### Document section
⁂

Hey man I really enjoyed all the knowledge you shared and the good times on the forum. I understand your reasoning. Keep calm and tegu on my friend  
Won't be the same without you


----------



## laurarfl (Feb 17, 2013)

Wil is still around, I just texted him last week. He's been really busy with work.


----------



## xxmonitorlizardxx (Feb 18, 2013)

Although I don't have a tegu(decided to wait until I know more about them, still looking for more articles about them in the wild if anyone would be willing to share) and although I'm not an old-timer/respected member I thought that this article would be useful for you guys:
http://thereptilereport.com/the-care-and-feeding-of-trolls/


----------



## lilgonz (Feb 18, 2013)

TeguBuzz, I would hate to see you leave, I have received a lot of helpful information from you, I don't post much on here but I still come by and read a lot.


----------



## BatGirl1 (Feb 18, 2013)

⁂

Rows from a pointing dataset:
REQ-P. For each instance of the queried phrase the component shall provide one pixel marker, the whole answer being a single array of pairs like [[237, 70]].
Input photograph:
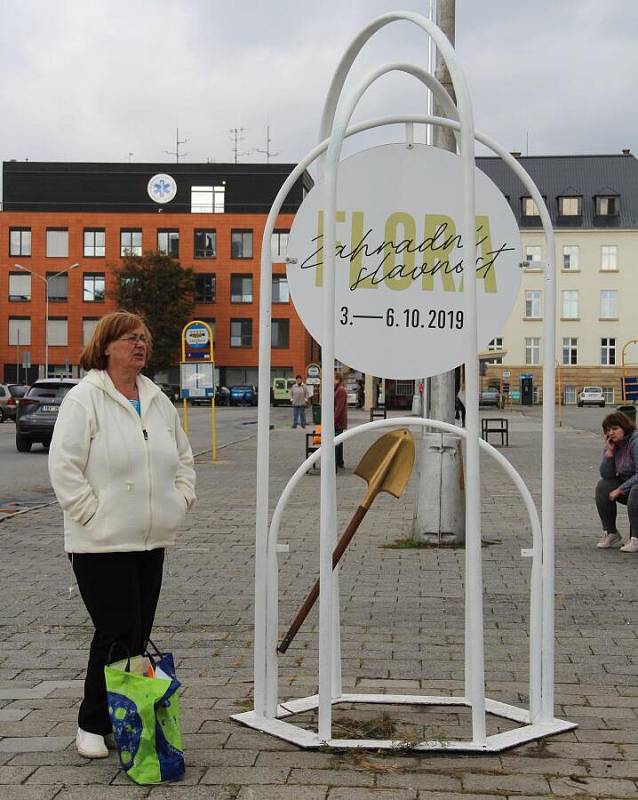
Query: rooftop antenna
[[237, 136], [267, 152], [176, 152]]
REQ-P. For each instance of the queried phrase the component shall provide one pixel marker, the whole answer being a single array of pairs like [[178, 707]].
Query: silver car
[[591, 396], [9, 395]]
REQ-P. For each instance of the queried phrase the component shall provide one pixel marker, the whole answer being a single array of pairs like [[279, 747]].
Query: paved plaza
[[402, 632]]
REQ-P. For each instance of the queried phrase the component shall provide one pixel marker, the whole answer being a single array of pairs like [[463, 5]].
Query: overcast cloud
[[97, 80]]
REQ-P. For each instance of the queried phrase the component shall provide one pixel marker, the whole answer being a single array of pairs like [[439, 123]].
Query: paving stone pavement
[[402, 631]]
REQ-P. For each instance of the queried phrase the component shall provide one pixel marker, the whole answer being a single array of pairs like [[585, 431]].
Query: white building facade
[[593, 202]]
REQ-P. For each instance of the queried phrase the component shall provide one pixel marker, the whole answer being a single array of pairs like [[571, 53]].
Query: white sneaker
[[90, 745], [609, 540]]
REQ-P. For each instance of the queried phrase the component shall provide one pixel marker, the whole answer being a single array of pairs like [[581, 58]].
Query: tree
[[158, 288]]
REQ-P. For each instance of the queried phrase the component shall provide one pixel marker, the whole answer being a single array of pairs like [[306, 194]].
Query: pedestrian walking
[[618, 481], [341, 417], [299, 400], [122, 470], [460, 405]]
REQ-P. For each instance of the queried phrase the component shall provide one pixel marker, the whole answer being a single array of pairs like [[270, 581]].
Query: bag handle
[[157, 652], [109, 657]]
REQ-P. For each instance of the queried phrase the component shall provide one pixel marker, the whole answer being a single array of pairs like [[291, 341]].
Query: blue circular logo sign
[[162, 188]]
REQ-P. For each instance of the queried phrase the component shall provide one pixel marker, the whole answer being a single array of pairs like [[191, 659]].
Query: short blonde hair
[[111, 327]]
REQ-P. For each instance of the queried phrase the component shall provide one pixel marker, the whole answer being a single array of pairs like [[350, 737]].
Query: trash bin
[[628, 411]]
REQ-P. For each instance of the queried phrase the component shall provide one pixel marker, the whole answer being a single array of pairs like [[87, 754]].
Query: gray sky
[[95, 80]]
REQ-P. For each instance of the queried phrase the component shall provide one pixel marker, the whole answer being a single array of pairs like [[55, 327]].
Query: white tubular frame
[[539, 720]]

⁂

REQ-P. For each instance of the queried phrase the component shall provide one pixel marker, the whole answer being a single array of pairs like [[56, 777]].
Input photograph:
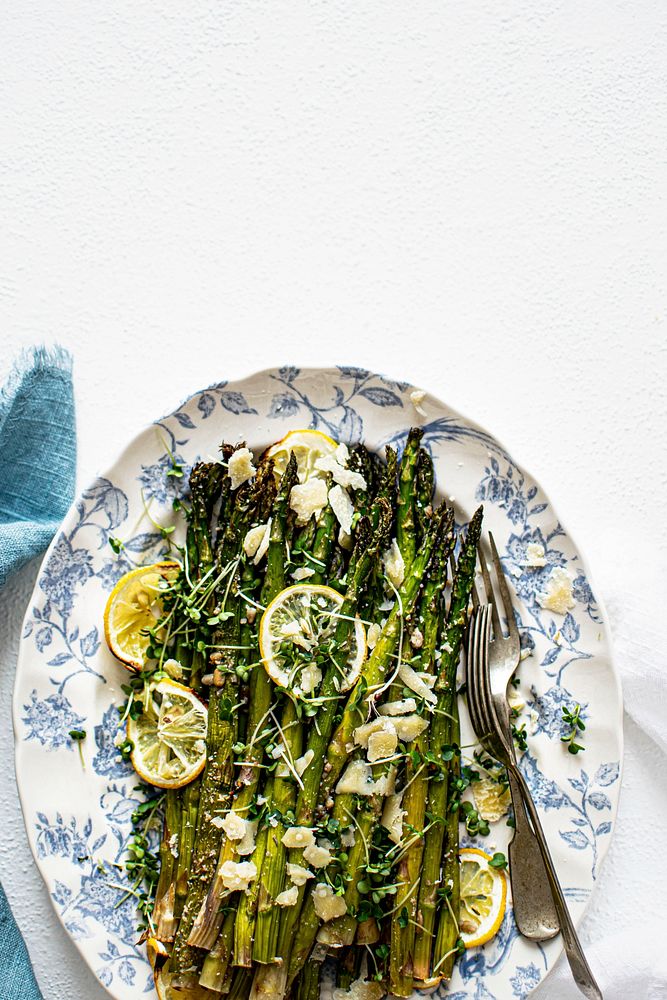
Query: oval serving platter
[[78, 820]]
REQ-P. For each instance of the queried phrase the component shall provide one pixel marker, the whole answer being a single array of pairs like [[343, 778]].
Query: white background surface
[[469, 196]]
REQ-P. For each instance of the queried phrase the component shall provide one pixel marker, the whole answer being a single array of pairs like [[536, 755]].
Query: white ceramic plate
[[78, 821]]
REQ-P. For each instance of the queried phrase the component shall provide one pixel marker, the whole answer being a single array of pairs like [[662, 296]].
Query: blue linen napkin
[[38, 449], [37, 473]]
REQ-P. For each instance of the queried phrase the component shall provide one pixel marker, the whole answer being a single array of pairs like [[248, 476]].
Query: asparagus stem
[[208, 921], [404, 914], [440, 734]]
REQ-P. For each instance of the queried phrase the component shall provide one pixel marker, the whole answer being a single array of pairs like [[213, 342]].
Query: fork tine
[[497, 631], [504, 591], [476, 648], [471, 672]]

⁂

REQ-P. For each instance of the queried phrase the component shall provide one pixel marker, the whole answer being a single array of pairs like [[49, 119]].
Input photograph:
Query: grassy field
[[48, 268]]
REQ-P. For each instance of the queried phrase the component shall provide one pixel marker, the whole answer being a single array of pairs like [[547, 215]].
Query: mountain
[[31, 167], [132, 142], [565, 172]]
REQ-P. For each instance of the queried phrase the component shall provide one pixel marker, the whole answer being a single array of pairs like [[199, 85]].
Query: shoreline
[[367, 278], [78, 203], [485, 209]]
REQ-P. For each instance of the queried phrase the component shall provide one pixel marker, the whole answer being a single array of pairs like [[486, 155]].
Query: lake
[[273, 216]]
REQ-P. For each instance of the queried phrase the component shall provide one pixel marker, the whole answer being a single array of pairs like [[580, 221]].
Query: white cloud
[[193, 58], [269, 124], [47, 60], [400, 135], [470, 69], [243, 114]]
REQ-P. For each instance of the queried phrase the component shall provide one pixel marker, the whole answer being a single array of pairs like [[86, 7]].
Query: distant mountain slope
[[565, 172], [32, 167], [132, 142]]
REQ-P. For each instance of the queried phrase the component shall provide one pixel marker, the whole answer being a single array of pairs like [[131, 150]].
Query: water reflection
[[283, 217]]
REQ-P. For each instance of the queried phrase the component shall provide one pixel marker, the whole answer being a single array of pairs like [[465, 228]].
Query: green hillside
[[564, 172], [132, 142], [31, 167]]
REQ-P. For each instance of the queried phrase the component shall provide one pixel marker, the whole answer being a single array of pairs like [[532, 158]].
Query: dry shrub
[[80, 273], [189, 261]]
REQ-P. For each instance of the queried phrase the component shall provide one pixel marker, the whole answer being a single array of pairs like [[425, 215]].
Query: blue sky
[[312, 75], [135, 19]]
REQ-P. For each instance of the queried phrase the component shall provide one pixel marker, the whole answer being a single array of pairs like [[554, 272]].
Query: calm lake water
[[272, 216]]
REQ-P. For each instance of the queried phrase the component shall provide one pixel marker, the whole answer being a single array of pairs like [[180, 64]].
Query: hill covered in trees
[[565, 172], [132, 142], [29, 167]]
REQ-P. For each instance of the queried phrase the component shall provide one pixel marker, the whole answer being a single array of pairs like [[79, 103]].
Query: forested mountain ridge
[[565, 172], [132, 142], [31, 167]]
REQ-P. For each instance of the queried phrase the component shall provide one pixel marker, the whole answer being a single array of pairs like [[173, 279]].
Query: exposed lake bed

⁂

### Jobs
(a) Scale the entries from the line containing "like [[532, 158]]." through the line containing "[[312, 75], [135, 19]]", both ends included, and write out only those lines again, requests included. Multiply every coordinate in the answers by 1.05 and round to whole numbers, with halves rounding up; leave the requests and their format samples unchanged.
(b) Go on with the forum thread about members reacting to TeguBuzz leaving, starting from where it stops.

### Answers
(a)
REQ-P. For each instance of the queried phrase the component shall provide one pixel marker, the whole answer being a single array of pairs like [[532, 158]].
Query: dry shrub
[[84, 287], [198, 274]]
REQ-P. For each instance of the queried phrase the component shall provide one pixel marker, the whole answer being a single array of pairs like [[425, 215]].
Query: blue sky
[[328, 79], [142, 20]]

(b)
*Re: RE: No Longer Posting*



xxmonitorlizardxx said:


> Although I don't have a tegu(decided to wait until I know more about them, still looking for more articles about them in the wild if anyone would be willing to share) and although I'm not an old-timer/respected member I thought that this article would be useful for you guys:
> http://thereptilereport.com/the-care-and-feeding-of-trolls/



Omg that article is awesome 

Sent from my ZTE-Z990G using Tapatalk 2


----------



## RobK. (Feb 21, 2013)

TeguBuzz said:


> Hello everyone,
> 
> This may not phase any of you, but I will no longer be posting comments or new threads here - at least not for now. Lately I have seen too many "kids" so to speak, that don't like the honest truth and all sorts of things like that. The fact that these kids start crying and complaining when someone calls them out on what they're doing wrong, has begun to irk me to quite an extent. I will keep this as short and simple as I possibly can.
> 
> ...



dang BUzz , you are the main reason i cam back .


----------



## bfb345 (Feb 21, 2013)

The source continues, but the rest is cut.